▸ **WHAT THIS EXERCISE ASKS**:
A) According to the leg wound infection study, how many patients completed the study?
B) Say whether each statement agrees with the leg wound infection study, and quote the deciding words: (i) Staples closed after protamine worked better than the other closure methods. (ii) Wound depth was related to infection. (iii) Patients who had a drain inserted were excluded.
C) Translate this sentence from the leg wound infection study into Spanish: "Leg wound infections continue to be a major source of morbidity after coronary bypass surgery."

___ PASSAGE SHOWN ___

To reduce the rate of infection at the saphenous vein harvest site after coronary artery bypass surgery, to identify predictors of infection and to determine the best method for leg wound closure.


A randomized clinical trial was undertaken to determine the best technique for reducing the postoperative leg wound infection rate. Patients were allocated to one of four leg wound closure methods: staples, close immediately; staples, close after protamine administration; subcuticular sutures, close immediately; and subcuticular sutures, close after protamine. Risk factors evaluated were age, sex, diabetes, obesity, peripheral vascular disease, reoperation, time in surgery, wound length, wound depth, time that the wound was open, wound quality and harvest site.


The Walter C Mackenzie Health Sciences Centre, University of Alberta, Edmonton, Alberta.


All consenting patients undergoing elective coronary artery bypass surgery involving saphenous vein harvesting were considered for the study. Exclusion criteria were insertion of a drain, insertion of an intra-aortic balloon pump in the index limb and inability to complete follow-up at the authors' centre. Eighty patients were initially enrolled, with 77 completing the study.


Patients underwent standard saphenous vein harvesting followed by wound closure as indicated by the study group.


The major infection rate was reduced from 13% to 3% (P = 0.02). Each closure method was equally effective, and wound depth was the only factor related to infection.


Leg wound infections continue to be a major source of morbidity after coronary bypass surgery.

___ STORED DATA ___

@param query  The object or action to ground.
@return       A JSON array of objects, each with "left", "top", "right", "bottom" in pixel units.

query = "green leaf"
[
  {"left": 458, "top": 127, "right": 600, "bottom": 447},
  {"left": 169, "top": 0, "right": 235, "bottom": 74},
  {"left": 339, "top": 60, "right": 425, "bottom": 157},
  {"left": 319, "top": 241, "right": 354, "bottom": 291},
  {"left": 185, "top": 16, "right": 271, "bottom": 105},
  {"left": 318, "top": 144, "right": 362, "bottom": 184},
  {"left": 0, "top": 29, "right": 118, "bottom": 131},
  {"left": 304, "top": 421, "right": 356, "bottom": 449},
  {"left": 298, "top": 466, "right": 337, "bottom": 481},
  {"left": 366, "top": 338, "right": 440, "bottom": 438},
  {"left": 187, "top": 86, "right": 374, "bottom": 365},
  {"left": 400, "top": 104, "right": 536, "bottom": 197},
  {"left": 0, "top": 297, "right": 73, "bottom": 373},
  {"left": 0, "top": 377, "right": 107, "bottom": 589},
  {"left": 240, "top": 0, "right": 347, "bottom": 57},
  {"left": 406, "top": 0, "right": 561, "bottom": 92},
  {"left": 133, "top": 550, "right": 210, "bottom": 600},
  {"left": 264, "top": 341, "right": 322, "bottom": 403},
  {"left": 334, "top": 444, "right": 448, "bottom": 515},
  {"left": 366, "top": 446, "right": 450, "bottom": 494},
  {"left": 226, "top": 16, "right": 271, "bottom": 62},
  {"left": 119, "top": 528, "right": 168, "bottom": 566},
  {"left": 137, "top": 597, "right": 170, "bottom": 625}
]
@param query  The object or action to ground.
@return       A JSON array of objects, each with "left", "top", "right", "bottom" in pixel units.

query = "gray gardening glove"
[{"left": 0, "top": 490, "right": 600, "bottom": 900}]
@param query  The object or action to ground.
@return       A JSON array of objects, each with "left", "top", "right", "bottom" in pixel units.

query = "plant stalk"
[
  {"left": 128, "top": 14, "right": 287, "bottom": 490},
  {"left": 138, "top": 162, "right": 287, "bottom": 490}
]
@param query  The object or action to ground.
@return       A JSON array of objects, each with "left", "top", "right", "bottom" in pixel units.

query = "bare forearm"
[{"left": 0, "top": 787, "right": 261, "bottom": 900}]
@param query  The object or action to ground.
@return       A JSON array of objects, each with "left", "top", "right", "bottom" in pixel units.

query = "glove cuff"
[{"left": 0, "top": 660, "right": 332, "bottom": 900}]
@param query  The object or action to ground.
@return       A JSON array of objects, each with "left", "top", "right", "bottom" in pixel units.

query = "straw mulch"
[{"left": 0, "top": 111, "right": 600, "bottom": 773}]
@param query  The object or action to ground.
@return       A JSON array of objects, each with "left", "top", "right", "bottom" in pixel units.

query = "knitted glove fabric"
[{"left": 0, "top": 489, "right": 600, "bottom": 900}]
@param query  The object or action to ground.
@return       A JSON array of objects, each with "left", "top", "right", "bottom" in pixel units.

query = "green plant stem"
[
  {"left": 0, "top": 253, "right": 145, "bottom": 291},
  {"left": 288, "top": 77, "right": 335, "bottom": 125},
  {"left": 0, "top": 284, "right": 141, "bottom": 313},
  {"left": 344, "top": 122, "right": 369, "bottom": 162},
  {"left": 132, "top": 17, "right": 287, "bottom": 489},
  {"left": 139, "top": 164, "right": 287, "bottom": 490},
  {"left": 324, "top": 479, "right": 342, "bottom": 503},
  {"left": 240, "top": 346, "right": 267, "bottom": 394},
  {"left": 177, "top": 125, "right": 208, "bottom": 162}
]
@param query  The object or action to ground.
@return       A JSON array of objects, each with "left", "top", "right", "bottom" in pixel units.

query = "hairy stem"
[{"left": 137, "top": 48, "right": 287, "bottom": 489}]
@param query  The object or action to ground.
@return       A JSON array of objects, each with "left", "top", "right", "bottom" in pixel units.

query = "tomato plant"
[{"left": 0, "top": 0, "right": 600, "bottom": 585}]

___

▸ **ANSWERS FOR THIS EXERCISE**:
A) 77 patients completed the study.

B)
(i) No: "Each closure method was equally effective"
(ii) Yes: "wound depth was the only factor related to infection"
(iii) Yes: "Exclusion criteria were insertion of a drain"

C) Las infecciones de las heridas de la pierna siguen siendo una fuente importante de morbilidad después de la cirugía de derivación coronaria.